◆ **EXERCISE DIRECTIONS**:
Rewrite the part of the data that opens with the line containing "[pin] green shrub" and runs through the end of the data, keeping every line, and increase each answer coordinate by 147.

**** DATA EXCERPTS

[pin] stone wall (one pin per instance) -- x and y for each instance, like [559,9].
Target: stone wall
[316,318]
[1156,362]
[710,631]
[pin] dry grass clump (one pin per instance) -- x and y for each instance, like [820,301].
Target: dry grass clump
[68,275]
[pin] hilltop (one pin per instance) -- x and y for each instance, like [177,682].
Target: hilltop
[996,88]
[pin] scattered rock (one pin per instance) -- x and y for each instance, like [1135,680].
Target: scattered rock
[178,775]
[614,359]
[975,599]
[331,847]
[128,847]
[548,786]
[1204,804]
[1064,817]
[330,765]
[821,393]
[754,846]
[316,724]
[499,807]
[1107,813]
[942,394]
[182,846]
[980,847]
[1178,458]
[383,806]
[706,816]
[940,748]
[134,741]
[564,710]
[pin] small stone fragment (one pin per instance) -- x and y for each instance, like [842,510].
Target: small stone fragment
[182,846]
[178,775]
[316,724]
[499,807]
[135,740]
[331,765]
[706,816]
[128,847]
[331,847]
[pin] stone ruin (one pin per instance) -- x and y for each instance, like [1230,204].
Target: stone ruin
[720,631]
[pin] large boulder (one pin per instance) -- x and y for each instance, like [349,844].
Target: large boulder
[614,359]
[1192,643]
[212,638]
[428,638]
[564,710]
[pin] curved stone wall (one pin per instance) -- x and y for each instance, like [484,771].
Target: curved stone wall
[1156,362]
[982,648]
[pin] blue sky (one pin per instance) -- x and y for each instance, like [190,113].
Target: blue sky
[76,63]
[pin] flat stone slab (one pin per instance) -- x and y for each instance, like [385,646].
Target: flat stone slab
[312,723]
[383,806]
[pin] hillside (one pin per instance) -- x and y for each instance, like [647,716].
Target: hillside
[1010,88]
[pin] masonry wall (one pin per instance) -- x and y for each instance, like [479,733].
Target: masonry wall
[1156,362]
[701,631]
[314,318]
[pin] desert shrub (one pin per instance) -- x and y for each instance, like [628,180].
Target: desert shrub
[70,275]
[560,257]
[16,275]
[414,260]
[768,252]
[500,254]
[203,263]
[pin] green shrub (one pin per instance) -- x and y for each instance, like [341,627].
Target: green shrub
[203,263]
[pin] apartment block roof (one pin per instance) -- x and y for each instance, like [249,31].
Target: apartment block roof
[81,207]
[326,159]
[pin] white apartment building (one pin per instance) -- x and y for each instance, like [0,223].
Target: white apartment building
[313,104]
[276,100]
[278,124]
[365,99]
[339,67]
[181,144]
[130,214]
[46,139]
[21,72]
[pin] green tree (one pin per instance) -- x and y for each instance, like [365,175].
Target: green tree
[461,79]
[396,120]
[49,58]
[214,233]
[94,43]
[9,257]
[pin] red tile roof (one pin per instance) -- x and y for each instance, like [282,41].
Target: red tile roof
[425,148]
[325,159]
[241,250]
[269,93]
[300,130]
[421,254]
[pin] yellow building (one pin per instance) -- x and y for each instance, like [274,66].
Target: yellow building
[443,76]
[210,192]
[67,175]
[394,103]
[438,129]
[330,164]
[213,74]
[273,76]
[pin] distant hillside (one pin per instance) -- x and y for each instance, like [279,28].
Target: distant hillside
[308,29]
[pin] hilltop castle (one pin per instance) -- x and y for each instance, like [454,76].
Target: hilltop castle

********

◆ **EXERCISE RESULT**:
[pin] green shrub (one pin per instance) -- x and y for each instance, like [341,627].
Target: green shrub
[350,410]
[pin] apartment block roof (one pin per instance) -- x and y for each instance, like [249,31].
Target: apartment block roof
[228,354]
[473,306]
[pin] white apartment building (one pin per instance) -- x and y for each instance, like [0,223].
Target: white apartment building
[460,251]
[423,247]
[425,271]
[512,246]
[486,214]
[328,291]
[277,361]
[193,286]
[168,219]
[pin] green tree (one pin per instance) -- x and y for each instance, like [365,175].
Target: green tree
[608,226]
[543,267]
[196,205]
[361,380]
[241,190]
[156,404]
[pin] red tile roof (one pin per instance) -- x and y for each instance, like [282,41].
Target: red tile roof
[572,295]
[472,306]
[388,397]
[416,240]
[447,277]
[568,401]
[pin] yellow building (one pin per instance) -- x and y for each instance, like [274,66].
Target: yellow building
[590,223]
[357,339]
[214,322]
[541,250]
[585,276]
[477,311]
[360,221]
[420,223]
[pin] distant hillside (one pin per instance) -- x and y for each instance, like [279,28].
Target: distant hillside
[455,176]
[pin] hilltop castle (one pin per instance) -- x and y for each instance, like [454,76].
Target: hilltop castle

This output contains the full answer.